→ **Instructions to follow**
Pick out each of the lines below that contains the string "vent" and copy it as it appears. Matching is case-sensitive.

********

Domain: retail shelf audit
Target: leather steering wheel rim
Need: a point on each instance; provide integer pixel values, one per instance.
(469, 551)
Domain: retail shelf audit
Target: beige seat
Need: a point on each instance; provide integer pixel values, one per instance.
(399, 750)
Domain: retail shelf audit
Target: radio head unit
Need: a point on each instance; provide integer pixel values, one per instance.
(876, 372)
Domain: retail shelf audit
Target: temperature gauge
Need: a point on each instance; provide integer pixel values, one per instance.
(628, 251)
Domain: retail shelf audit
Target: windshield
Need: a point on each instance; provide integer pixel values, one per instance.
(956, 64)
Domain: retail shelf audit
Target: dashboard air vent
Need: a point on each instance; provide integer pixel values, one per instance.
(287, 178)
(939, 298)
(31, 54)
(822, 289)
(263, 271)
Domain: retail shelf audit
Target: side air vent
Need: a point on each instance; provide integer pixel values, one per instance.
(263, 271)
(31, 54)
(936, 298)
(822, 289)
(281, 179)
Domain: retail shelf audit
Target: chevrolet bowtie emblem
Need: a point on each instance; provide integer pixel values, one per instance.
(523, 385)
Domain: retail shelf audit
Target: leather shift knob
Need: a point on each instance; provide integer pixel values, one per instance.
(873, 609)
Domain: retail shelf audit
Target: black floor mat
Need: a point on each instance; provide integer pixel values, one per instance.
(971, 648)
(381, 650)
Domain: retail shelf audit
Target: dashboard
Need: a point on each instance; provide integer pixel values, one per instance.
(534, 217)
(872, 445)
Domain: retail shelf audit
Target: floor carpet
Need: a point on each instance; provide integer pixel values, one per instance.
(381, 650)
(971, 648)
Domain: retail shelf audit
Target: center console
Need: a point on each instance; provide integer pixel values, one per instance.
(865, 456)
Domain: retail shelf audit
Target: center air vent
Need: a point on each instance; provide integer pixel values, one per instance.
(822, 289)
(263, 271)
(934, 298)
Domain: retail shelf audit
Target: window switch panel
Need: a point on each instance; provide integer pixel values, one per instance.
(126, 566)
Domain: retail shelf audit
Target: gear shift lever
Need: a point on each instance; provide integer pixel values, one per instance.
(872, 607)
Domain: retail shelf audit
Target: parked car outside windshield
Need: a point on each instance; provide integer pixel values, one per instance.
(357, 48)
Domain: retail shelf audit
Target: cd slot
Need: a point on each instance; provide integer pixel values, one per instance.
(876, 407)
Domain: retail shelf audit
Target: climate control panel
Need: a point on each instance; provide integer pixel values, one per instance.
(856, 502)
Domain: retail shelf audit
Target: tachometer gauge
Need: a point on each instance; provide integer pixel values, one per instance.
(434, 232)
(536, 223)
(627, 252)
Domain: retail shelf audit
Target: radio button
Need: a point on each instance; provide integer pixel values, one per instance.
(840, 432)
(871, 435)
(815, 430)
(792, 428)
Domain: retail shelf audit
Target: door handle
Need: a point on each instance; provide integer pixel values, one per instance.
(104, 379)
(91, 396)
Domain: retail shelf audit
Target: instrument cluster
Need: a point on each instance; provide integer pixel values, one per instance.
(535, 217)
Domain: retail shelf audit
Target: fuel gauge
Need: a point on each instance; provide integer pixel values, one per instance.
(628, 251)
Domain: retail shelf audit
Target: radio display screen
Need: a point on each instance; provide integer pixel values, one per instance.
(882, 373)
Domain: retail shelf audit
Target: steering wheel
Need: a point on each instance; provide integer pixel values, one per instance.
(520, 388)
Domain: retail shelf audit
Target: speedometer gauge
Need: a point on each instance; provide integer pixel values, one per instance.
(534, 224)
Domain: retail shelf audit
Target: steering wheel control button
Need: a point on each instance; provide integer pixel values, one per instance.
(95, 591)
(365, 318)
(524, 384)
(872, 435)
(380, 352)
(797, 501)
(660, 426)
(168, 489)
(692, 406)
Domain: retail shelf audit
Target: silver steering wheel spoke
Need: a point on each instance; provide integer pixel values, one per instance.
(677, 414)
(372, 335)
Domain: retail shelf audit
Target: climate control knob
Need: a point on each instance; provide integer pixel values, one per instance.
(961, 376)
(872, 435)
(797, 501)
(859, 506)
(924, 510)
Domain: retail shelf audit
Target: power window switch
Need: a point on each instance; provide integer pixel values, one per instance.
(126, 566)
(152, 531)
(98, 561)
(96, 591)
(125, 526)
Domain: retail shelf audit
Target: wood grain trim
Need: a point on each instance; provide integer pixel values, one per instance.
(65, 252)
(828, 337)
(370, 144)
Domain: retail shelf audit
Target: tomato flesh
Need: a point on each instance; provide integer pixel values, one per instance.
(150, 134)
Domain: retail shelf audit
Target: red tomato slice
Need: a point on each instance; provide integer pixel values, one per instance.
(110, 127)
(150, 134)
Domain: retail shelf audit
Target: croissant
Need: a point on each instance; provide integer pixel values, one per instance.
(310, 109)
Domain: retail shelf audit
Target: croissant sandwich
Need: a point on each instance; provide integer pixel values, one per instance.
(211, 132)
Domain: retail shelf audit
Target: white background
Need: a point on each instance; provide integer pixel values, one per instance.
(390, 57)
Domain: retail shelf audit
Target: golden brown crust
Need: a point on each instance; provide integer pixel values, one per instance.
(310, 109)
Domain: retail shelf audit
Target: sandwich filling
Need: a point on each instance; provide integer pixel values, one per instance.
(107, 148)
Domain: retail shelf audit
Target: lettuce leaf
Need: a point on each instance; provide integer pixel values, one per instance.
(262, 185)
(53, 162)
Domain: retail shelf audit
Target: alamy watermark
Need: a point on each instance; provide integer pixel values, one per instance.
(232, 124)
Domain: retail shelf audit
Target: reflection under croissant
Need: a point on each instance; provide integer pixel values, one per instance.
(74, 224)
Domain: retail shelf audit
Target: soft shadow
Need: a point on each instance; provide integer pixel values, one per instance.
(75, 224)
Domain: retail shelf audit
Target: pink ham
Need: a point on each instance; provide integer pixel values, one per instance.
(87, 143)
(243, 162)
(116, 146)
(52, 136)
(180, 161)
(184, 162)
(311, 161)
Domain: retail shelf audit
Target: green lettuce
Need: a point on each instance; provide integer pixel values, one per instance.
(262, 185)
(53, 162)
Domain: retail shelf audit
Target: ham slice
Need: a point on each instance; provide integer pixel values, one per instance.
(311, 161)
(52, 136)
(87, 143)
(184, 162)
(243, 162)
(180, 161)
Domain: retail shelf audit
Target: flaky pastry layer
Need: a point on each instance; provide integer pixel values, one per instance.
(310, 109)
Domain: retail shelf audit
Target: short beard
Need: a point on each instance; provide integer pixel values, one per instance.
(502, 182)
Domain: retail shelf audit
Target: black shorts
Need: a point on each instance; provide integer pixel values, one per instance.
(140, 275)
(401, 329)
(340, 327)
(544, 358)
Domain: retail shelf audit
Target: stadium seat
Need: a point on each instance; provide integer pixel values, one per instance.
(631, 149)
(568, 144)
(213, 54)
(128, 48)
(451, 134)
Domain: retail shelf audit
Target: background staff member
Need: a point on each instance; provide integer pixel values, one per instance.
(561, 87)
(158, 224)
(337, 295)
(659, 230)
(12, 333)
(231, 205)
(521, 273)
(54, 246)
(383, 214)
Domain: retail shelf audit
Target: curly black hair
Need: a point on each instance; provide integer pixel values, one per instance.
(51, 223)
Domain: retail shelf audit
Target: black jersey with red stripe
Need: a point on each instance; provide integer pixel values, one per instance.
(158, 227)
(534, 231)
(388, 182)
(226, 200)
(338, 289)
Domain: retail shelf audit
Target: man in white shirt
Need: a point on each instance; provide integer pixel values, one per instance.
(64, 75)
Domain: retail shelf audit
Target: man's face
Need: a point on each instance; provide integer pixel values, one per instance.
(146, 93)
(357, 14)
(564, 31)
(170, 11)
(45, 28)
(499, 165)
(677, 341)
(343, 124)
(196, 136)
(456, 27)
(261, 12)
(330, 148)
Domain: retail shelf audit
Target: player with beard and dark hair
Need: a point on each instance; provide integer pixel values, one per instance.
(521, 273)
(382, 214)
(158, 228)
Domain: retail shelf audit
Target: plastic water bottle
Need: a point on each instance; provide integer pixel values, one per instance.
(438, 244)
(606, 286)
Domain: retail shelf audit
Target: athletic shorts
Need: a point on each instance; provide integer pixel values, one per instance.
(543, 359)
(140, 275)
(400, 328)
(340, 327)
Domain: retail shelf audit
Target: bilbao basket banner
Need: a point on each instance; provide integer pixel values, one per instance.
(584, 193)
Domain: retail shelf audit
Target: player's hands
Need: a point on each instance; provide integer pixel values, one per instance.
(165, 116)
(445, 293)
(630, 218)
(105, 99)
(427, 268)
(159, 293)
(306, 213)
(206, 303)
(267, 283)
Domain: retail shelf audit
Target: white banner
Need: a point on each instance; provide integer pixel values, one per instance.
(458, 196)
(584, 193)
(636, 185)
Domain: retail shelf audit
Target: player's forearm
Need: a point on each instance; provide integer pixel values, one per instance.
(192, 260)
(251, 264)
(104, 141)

********

→ **Exercise output**
Target: dashboard air vent
Target: side air vent
Target: center air vent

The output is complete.